What the exercise asks: Please reproduce the data below, replacing "twig" with "branch" wherever it occurs and keeping everything else the same. Leave the pictures out of your answer.

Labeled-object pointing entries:
--- Begin ---

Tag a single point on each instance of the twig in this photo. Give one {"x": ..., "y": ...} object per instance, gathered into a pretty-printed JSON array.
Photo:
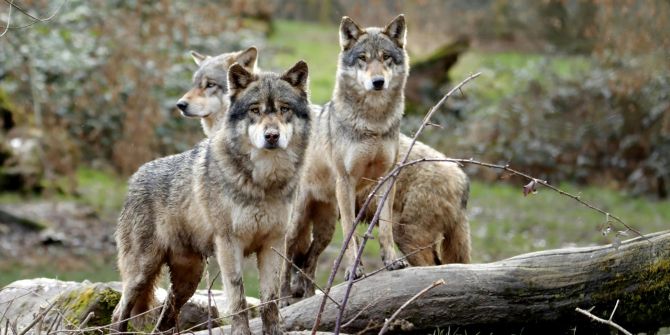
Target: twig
[
  {"x": 25, "y": 12},
  {"x": 163, "y": 309},
  {"x": 607, "y": 322},
  {"x": 614, "y": 310},
  {"x": 53, "y": 323},
  {"x": 240, "y": 312},
  {"x": 12, "y": 327},
  {"x": 506, "y": 168},
  {"x": 391, "y": 178},
  {"x": 361, "y": 312},
  {"x": 9, "y": 18},
  {"x": 86, "y": 320},
  {"x": 368, "y": 275},
  {"x": 387, "y": 323},
  {"x": 209, "y": 298},
  {"x": 7, "y": 310},
  {"x": 306, "y": 276},
  {"x": 37, "y": 319}
]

--- End ---

Solution below:
Tag a single point on each instance of the branch in this photo. Give one {"x": ..., "y": ...} object per instance, gathered into a pretty-printed JSON array.
Photo:
Target: branch
[
  {"x": 25, "y": 12},
  {"x": 163, "y": 309},
  {"x": 607, "y": 322},
  {"x": 614, "y": 310},
  {"x": 53, "y": 323},
  {"x": 240, "y": 312},
  {"x": 12, "y": 327},
  {"x": 506, "y": 168},
  {"x": 391, "y": 178},
  {"x": 361, "y": 312},
  {"x": 9, "y": 18},
  {"x": 86, "y": 320},
  {"x": 368, "y": 275},
  {"x": 387, "y": 323},
  {"x": 209, "y": 298},
  {"x": 7, "y": 310},
  {"x": 306, "y": 276},
  {"x": 37, "y": 319}
]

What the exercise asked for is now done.